** START OF Source excerpt **

# anyone ever hike in a trail running shoe?



## Rob sebenza (Feb 12, 2005)

Anyone have any comments on hiking in trail runners?


----------



## NH_Mtn_Hiker (Feb 13, 2005)

No, but I hear that some of the younger hikers like them.  The same group that don't  think they need to worry about ankle support and the ones involved in about 80% of hiking injuries.  Most of us _more responsible _hikers know better.

Oh, and guess what kind of injuries are among the most common to hikers... you guessed it, foot and ankle injuries on the second half of the trip.


----------



## Max (Feb 13, 2005)

I've been hiking exclusively in trail runners for years, except when muddy or snowy conditions prevail, or when I'm carrying a heavy pack on an overnight.  I did over 30 miles on the Pemi loop in one day in trail runners with no ill effects.  A lot depends on the quality of shoe, and on your resiliance and ankle strength.  Try a pair on a shorter hike and see how your feet agree with them.  Work your way up.  There are some trade offs, especially if you do a lot of open-rock hiking, like in the Presidentials, but like anything, it takes a bit of conditioning to become adjusted.

** END OF Source excerpt **
** START OF Provided material **

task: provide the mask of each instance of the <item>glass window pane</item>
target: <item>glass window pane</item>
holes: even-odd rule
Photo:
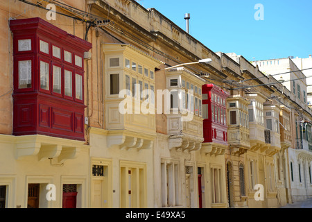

** END OF Provided material **

### Directives
1 - Answer these from the forum thread on hiking in trail runners:
(a) What share of hiking injuries does NH_Mtn_Hiker link to the group that doesn't worry about ankle support?
(b) How far did Max go in one day on the Pemi loop?
(c) What place does Max give as an example of open-rock hiking?
2 - From the trail runner thread, list every situation in which Max says he does not hike in trail runners.
3 - Summarize the trail runner thread in two sentences.
The material has no connection to the text.

### Answers provided
1 -
(a) About 80%.
(b) Over 30 miles.
(c) The Presidentials.

2 -
- Muddy conditions
- Snowy conditions
- Carrying a heavy pack on an overnight

3 - After Rob sebenza asks for comments on hiking in trail runners, NH_Mtn_Hiker says the younger hikers who like them don't worry about ankle support, are involved in about 80% of hiking injuries, and that foot and ankle injuries are among the most common. Max says he has hiked in trail runners for years except in mud, snow, or with a heavy overnight pack, and he suggests trying them on a shorter hike and working up, noting some trade-offs on open rock.